## What you will do
Continue the article on the lowest PEG ratios in the S&P 500 from the point where it stops.

## Text excerpt
- - - - - - -

Market Overview

14 Lowest PEG Ratios In The S&P 500

14 Lowest PEG Ratios In The S&P 500

The recent rotation from growth stocks to value stocks has once again revived an age-old debate on Wall Street between growth investors and value investors. There’s no question successful companies must growth their business over time, but value investors would say that growth is only a good investment for stock buyers if the price is right.

Fortunately, price-to-earnings-to-growth ratio is a value metric that incorporates both earnings per share and projected growth. PEG ratio gives value investors a way to take growth into account, potentially allowing them to avoid value trap stocks.

Macy's Inc (NYSE: M), for example, has one of the lowest PE ratios in the entire S&P 500 at just 4.8. However, it has definitely been a value trap for investors. Revenue was down 0.6% last quarter, and net income was down 48.1%. The stock is also down 47.4% year to date.

At the same time, PEG ratio can keep growth investors grounded. For a stock to have a positive PEG ratio, the company must be profitable. For the PEG ratio to be low, typically at or below 1.0, shares must be reasonably priced relative to both earnings and growth.

Lowest PEG Ratios

Here are the 14 S&P 500 stocks with the lowest PEG ratios, according to Finviz:

  1. Vornado Realty Trust (NYSE: VNO), 0.24 PEG.
  2. Marathon Oil Corporation (NYSE: MRO), 0.26 PEG.
  3. Jefferies Financial Group Inc (NYSE: JEF), 0.27 PEG.
  4. Everest Re Group Ltd (NYSE: RE), 0.28 PEG.

- - - - - - -

## Stored rows
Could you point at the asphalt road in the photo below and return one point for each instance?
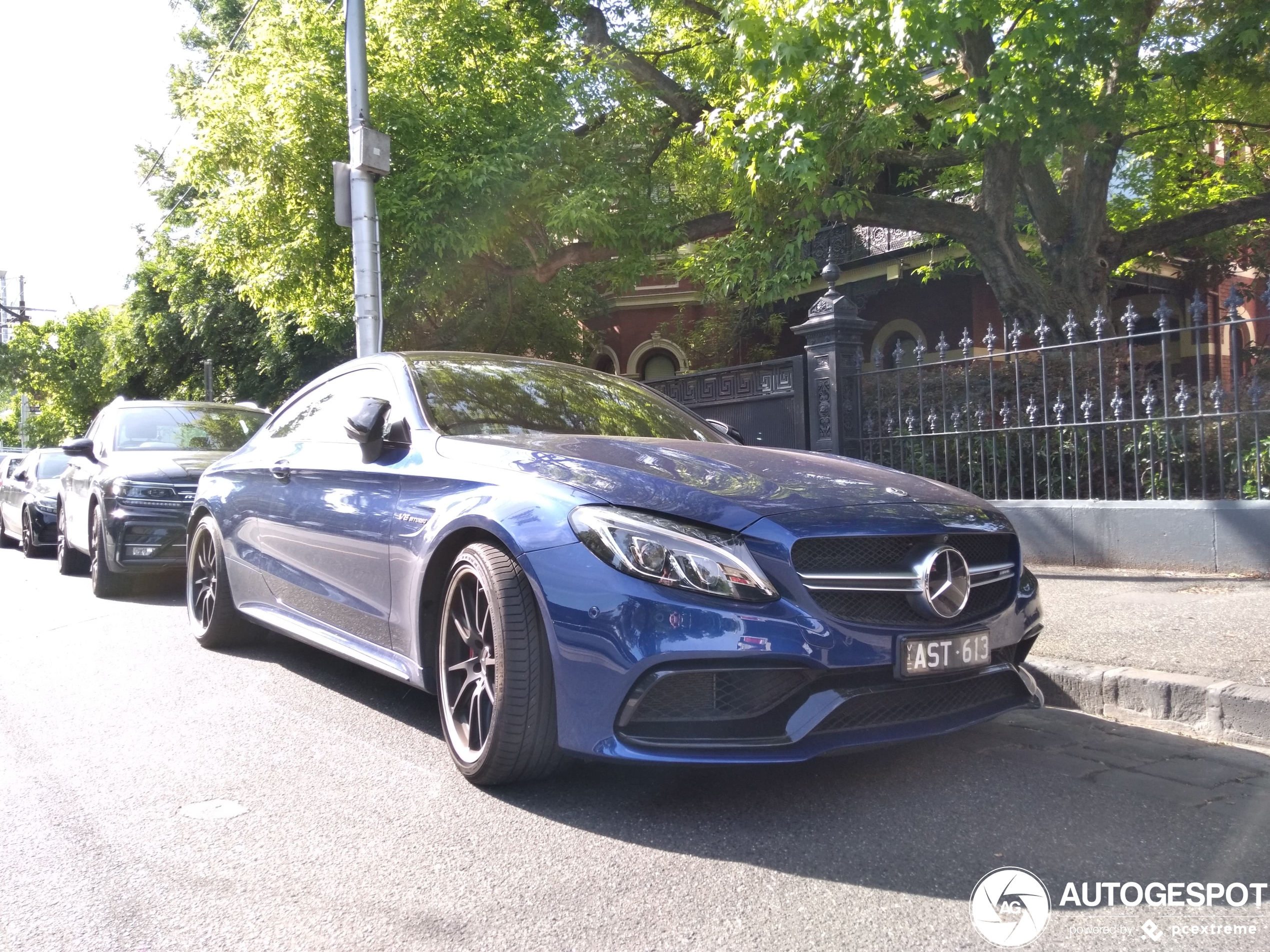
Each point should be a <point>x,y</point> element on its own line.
<point>1189,624</point>
<point>356,832</point>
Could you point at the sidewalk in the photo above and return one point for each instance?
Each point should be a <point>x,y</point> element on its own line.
<point>1179,652</point>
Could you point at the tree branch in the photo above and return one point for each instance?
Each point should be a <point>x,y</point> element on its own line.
<point>696,6</point>
<point>594,34</point>
<point>1193,225</point>
<point>942,159</point>
<point>587,253</point>
<point>1044,202</point>
<point>1210,122</point>
<point>925,215</point>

- - - - - - -

## Result of this exercise
  5. Cabot Oil & Gas Corporation (NYSE: COG), 0.29 PEG.
  6. CBS Corporation (NYSE: CBS), 0.41 PEG.
  7. Host Hotels and Resorts Inc (NYSE: HST), 0.41 PEG.
  8. Diamondback Energy Inc (NASDAQ: FANG), 0.48 PEG.
  9. Devon Energy Corp (NYSE: DVN), 0.48 PEG.
  10. American Airlines Group Inc (NASDAQ: AAL), 0.53 PEG.
  11. Pioneer Natural Resources (NYSE: PXD), 0.55 PEG.
  12. United Airlines Holdings Inc (NASDAQ: UAL), 0.55 PEG.
  13. Cimarex Energy Co (NYSE: XEC), 0.57 PEG.
  14. Ameriprise Financial, Inc. (NYSE: AMP), 0.58 PEG.

Benzinga’s Take

PEG ratio is one of dozens of valuation metrics that are helpful in determining whether or not a stock is a good investment. However, investors shouldn’t rely too heavily on one or two metrics. The more information an investor considers and incorporates in the analysis process, the fuller their understanding will be about the company and its stock.

Do you agree with this take? Email with your thoughts.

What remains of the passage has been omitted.